In a way, it’s not surprising that this quasi-unofficial space is hard to pin down on a map, as it is equally elusive on the ground. Having crossed the A6042 ring road and headed north on the A56 Great Ducie Street, a left turn into Sherborne Street West takes you – just – across the boundary between Manchester and into the adjacent city of Salford, past shuttered shopfronts, a Sikh temple, wrecked warehouses, Kieran’s Car Park (£3 ALL DAY), and a semi-occupied industrial estate. 

 

After several false turns and reversings, the taxi comes to the end of an abandoned-looking side street, next to a long single-storey shed in a state of disrepair, with peeling white paint and a roof festooned with curls of barbed wire. The only sign of life is a solitary security guard with a LED light winking on his armband.

_Written request A_:
Turn the records into a JSON list of strings, one per line and skipping blank lines, from their first line through the line containing "[0, 0, 750, 147]". Leave the picture out.

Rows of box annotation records

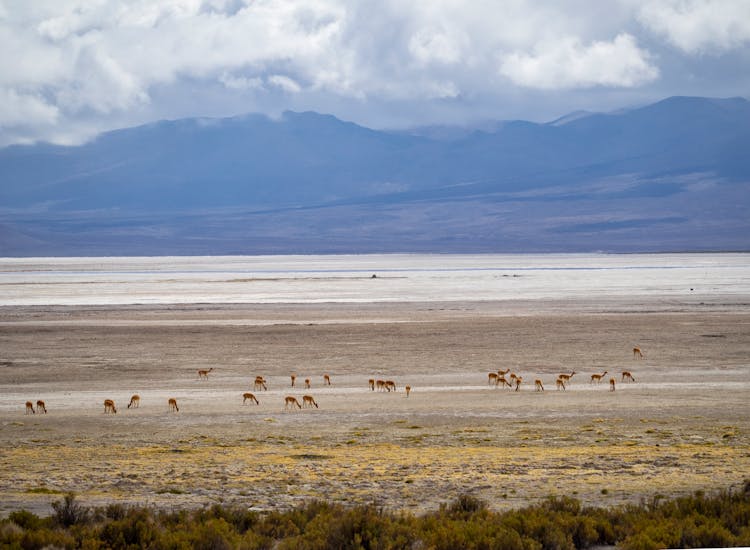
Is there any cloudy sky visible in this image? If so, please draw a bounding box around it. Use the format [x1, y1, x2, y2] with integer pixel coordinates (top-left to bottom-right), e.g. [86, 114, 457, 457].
[0, 0, 750, 146]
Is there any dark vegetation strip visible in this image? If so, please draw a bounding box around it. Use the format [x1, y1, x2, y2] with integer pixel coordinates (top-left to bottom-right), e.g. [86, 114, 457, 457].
[0, 486, 750, 550]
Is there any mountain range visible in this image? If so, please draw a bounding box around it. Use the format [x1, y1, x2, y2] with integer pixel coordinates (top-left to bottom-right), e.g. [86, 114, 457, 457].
[0, 97, 750, 256]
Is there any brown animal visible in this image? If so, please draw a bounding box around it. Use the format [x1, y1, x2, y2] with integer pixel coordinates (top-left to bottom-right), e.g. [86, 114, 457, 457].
[247, 393, 260, 405]
[302, 395, 319, 409]
[622, 370, 635, 382]
[284, 395, 302, 409]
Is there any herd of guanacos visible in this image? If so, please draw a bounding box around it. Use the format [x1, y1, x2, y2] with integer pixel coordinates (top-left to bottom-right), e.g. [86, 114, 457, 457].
[26, 347, 643, 414]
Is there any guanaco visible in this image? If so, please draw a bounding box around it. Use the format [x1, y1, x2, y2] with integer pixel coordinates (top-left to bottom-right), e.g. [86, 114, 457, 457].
[495, 374, 513, 388]
[557, 371, 576, 382]
[247, 392, 260, 405]
[284, 395, 302, 409]
[302, 395, 319, 409]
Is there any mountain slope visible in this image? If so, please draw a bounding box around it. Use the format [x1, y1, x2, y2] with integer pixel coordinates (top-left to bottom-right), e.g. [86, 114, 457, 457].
[0, 97, 750, 255]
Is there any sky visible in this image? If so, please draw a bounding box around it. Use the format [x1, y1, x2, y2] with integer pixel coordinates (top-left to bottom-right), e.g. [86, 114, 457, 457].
[0, 0, 750, 147]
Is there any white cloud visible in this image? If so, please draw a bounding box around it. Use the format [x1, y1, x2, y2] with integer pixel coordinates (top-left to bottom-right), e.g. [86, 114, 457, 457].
[268, 74, 302, 94]
[500, 34, 659, 90]
[638, 0, 750, 54]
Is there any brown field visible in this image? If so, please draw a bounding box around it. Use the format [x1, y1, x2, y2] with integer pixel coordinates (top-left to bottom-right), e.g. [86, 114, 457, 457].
[0, 302, 750, 514]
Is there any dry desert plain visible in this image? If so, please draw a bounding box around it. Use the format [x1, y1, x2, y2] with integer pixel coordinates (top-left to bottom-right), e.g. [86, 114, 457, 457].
[0, 300, 750, 514]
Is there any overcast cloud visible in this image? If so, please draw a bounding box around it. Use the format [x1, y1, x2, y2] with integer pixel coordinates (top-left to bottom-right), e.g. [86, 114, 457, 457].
[0, 0, 750, 146]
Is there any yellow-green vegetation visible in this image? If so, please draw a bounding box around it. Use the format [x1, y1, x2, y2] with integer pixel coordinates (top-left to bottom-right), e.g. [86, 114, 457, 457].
[0, 488, 750, 550]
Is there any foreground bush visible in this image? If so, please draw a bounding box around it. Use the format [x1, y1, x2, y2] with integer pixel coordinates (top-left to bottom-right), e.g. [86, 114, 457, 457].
[0, 488, 750, 550]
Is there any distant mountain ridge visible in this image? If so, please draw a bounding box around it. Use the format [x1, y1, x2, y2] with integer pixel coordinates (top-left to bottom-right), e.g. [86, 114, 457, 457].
[0, 97, 750, 256]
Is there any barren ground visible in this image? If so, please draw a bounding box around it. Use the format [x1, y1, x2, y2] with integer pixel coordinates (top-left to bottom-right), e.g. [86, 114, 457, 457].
[0, 303, 750, 514]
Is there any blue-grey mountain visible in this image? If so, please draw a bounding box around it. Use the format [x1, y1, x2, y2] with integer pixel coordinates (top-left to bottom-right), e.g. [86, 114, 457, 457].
[0, 97, 750, 256]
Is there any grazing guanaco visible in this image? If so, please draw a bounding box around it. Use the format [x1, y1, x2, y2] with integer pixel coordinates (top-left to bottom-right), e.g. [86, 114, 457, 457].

_Written request B_:
Set down word for word the part of the Salford street passage that opens with the words "After several false" and closes with "on his armband.".

_Full output A_:
[
  "Is there any cloudy sky visible in this image? If so, please draw a bounding box around it. Use the format [x1, y1, x2, y2] with integer pixel coordinates (top-left to bottom-right), e.g. [86, 114, 457, 457].",
  "[0, 0, 750, 146]",
  "Is there any dark vegetation strip visible in this image? If so, please draw a bounding box around it. Use the format [x1, y1, x2, y2] with integer pixel coordinates (top-left to bottom-right), e.g. [86, 114, 457, 457].",
  "[0, 486, 750, 550]",
  "Is there any mountain range visible in this image? If so, please draw a bounding box around it. Use the format [x1, y1, x2, y2] with integer pixel coordinates (top-left to bottom-right), e.g. [86, 114, 457, 457].",
  "[0, 97, 750, 256]",
  "Is there any brown animal visible in this image? If so, please draw a bounding box around it. Use the format [x1, y1, x2, y2] with integer pixel coordinates (top-left to bottom-right), e.g. [86, 114, 457, 457].",
  "[247, 393, 260, 405]",
  "[302, 395, 319, 409]",
  "[622, 370, 635, 382]",
  "[284, 395, 302, 409]",
  "Is there any herd of guanacos visible in this image? If so, please draw a bounding box around it. Use the format [x1, y1, x2, y2] with integer pixel coordinates (top-left to bottom-right), e.g. [86, 114, 457, 457].",
  "[26, 347, 643, 414]",
  "Is there any guanaco visible in this image? If so, please draw a bounding box around it. Use the format [x1, y1, x2, y2] with integer pixel coordinates (top-left to bottom-right), e.g. [86, 114, 457, 457].",
  "[495, 374, 513, 388]",
  "[557, 371, 576, 382]",
  "[247, 392, 260, 405]",
  "[284, 395, 302, 409]",
  "[302, 395, 319, 409]",
  "Is there any mountain slope visible in this image? If so, please draw a bounding box around it. Use the format [x1, y1, x2, y2] with integer pixel coordinates (top-left to bottom-right), e.g. [86, 114, 457, 457].",
  "[0, 97, 750, 255]",
  "Is there any sky visible in this image? If so, please draw a bounding box around it. Use the format [x1, y1, x2, y2] with integer pixel coordinates (top-left to bottom-right), e.g. [86, 114, 457, 457].",
  "[0, 0, 750, 147]"
]

_Full output B_:
After several false turns and reversings, the taxi comes to the end of an abandoned-looking side street, next to a long single-storey shed in a state of disrepair, with peeling white paint and a roof festooned with curls of barbed wire. The only sign of life is a solitary security guard with a LED light winking on his armband.